- [Required task] Reproduce the material below word for word, from its first line through the line containing "column 551, row 357", with both ends included.

- [Data records]

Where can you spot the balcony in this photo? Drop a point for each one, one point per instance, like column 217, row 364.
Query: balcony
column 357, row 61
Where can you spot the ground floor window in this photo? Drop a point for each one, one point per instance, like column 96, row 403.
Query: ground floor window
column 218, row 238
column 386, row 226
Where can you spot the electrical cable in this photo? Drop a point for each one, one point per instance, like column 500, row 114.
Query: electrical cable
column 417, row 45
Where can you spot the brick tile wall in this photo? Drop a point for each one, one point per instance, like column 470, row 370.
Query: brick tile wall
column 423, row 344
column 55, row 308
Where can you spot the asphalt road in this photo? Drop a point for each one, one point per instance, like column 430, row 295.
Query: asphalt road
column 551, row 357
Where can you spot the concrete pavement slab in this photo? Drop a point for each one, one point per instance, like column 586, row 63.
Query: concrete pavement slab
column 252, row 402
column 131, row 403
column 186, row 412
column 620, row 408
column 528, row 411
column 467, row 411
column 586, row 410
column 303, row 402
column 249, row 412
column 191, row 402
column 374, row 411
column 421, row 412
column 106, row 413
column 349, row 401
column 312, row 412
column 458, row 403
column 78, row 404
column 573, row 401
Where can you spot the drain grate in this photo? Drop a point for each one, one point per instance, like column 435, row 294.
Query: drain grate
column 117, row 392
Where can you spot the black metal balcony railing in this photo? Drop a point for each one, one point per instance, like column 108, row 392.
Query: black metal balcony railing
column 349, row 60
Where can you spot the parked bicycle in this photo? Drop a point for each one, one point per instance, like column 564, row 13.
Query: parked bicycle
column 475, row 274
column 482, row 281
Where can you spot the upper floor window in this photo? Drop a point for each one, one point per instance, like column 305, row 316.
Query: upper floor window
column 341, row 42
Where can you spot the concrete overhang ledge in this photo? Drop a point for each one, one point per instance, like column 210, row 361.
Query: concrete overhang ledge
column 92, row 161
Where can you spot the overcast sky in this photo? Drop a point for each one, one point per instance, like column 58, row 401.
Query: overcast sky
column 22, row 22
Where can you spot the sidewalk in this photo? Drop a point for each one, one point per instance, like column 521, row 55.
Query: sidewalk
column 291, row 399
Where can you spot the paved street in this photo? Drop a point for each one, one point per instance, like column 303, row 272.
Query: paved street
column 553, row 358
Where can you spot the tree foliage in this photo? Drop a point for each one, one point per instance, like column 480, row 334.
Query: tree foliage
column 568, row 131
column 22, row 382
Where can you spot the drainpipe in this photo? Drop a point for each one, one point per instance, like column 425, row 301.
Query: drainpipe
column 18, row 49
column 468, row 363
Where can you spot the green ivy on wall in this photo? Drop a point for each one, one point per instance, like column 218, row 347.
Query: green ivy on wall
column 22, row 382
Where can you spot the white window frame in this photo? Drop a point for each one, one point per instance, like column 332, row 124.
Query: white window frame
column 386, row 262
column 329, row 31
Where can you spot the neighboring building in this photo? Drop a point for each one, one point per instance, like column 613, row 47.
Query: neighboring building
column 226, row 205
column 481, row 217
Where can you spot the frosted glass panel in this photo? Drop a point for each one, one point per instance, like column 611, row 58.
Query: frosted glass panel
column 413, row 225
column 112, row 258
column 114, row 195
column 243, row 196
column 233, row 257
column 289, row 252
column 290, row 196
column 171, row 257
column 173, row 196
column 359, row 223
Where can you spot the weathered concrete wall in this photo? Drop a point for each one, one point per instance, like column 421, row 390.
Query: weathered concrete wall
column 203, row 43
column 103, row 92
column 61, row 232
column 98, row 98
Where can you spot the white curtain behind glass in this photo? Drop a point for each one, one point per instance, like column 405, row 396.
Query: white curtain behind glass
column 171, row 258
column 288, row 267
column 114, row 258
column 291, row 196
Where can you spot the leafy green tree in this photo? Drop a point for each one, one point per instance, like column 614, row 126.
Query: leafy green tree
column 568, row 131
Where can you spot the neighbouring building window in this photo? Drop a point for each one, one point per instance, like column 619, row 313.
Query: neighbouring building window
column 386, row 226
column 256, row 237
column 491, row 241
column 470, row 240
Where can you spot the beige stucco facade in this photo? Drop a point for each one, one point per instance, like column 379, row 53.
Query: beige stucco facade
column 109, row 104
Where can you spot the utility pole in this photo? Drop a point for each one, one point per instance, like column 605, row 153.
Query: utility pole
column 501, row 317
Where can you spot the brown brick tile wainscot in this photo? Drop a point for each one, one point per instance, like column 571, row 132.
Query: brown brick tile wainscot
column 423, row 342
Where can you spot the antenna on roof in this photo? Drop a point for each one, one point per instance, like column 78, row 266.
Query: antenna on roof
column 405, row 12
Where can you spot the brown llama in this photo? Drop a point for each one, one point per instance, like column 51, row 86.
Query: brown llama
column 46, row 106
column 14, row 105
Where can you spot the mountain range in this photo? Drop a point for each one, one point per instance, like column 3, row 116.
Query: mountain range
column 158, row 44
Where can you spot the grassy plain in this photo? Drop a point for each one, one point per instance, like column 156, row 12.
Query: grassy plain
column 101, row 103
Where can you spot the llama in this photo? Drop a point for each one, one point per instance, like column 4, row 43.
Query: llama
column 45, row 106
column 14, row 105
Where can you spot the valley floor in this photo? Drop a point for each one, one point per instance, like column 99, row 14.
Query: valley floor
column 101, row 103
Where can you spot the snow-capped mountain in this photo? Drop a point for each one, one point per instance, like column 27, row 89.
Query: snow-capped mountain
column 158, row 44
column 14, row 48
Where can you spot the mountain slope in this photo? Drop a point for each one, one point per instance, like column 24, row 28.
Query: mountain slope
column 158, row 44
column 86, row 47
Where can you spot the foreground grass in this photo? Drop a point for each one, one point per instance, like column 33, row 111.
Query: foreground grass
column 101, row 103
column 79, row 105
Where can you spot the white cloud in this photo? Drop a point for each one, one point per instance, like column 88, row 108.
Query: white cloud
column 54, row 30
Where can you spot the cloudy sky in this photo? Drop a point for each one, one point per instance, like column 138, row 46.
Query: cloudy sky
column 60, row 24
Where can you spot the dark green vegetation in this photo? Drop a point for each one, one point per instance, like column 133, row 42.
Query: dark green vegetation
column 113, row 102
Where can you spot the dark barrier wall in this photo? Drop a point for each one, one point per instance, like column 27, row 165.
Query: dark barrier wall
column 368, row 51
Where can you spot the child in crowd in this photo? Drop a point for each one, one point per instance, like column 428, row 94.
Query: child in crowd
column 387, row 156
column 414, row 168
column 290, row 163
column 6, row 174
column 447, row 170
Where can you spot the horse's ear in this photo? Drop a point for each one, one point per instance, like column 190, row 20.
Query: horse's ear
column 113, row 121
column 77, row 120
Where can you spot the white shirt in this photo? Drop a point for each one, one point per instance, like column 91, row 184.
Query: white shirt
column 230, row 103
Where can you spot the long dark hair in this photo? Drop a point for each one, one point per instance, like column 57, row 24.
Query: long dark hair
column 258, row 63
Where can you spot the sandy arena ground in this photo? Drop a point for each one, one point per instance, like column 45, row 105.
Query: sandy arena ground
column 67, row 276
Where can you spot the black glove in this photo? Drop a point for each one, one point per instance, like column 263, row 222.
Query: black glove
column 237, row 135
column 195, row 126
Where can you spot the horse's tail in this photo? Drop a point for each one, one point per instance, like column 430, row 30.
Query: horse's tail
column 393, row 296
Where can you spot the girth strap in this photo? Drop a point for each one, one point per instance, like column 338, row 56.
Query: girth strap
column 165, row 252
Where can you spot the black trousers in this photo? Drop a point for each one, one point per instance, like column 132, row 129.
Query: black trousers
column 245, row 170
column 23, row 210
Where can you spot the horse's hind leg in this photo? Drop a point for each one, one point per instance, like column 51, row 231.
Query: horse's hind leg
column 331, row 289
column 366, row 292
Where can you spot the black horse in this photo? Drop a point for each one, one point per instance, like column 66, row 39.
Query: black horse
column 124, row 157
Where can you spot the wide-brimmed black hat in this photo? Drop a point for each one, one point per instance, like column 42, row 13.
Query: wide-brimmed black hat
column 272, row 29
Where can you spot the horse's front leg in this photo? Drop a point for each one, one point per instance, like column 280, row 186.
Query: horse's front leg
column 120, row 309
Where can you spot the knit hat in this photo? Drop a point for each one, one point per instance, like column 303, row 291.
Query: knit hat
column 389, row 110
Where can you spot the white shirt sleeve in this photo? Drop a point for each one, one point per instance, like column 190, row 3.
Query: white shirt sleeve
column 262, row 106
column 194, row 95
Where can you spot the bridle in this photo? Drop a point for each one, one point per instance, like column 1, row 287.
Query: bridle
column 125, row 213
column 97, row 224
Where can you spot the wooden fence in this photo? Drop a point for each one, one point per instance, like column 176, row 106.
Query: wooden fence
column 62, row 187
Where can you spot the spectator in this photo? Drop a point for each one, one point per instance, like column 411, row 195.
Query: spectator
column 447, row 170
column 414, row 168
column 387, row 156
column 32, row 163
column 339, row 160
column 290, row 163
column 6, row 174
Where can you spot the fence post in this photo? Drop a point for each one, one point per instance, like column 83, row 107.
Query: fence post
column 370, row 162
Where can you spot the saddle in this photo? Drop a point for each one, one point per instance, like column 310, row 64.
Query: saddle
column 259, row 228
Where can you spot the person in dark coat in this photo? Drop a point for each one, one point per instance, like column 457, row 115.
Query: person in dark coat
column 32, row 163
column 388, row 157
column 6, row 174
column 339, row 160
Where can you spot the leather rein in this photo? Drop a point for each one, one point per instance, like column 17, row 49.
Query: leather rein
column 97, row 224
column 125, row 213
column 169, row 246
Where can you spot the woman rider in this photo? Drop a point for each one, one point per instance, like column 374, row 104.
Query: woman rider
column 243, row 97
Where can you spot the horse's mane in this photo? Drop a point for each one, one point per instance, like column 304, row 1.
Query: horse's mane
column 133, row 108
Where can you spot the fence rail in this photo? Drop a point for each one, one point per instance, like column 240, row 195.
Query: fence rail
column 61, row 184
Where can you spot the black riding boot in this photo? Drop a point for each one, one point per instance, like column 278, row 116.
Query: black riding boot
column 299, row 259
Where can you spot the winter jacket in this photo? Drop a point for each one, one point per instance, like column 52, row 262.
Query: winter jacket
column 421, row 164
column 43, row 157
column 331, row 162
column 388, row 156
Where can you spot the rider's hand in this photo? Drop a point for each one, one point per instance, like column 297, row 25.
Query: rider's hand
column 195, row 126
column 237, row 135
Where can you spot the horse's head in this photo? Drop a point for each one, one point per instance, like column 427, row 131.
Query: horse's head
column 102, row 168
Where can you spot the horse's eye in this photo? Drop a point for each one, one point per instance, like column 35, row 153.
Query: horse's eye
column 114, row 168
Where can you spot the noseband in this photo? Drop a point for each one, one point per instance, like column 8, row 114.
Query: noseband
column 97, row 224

- [Solution to this exercise]
Where can you spot the balcony in this photo? Drop a point for each one, one point per instance, like column 217, row 364.
Query: balcony
column 357, row 61
Where can you spot the ground floor window in this photo? Drop a point for each one, one point per instance, like column 96, row 403.
Query: ground floor window
column 218, row 238
column 386, row 226
Where can you spot the electrical cable in this photo? Drop a point for each one, one point per instance, like column 500, row 114.
Query: electrical cable
column 417, row 45
Where can you spot the brick tile wall in this photo? Drop a point for each one, one point per instance, like column 470, row 370.
Query: brick tile wall
column 423, row 344
column 55, row 308
Where can you spot the asphalt road in this photo? Drop a point for each one, one point per instance, like column 430, row 295.
Query: asphalt road
column 551, row 357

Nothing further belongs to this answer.